PROBLEM TO SOLVE: Output each line from the one that contains "Target: aircraft wing" to the final line of the data below, exactly, and include nothing else.

Point-per-instance localization data:
--------------------
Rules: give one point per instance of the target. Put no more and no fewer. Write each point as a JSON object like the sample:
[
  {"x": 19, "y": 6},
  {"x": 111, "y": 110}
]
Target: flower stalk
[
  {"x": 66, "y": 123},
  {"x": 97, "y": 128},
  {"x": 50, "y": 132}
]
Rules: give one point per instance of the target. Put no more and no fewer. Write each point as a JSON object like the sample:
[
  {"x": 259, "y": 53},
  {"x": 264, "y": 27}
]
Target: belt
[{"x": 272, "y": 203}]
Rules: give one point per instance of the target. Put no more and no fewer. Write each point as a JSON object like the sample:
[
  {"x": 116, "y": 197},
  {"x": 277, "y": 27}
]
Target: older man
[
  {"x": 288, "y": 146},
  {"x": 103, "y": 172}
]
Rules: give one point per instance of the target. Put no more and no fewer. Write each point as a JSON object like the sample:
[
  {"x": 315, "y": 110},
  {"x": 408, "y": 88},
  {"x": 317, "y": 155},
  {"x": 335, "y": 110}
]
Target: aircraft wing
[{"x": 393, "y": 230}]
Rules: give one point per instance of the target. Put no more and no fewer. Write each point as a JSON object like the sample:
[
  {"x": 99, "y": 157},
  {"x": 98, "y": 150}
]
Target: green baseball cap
--------------------
WRITTEN RESPONSE:
Target: aircraft wing
[{"x": 393, "y": 230}]
Rules: give one point per instance of the target. Put no more and no fewer. Write each point as a JSON object like the sample:
[
  {"x": 99, "y": 157},
  {"x": 98, "y": 150}
]
Target: green baseball cap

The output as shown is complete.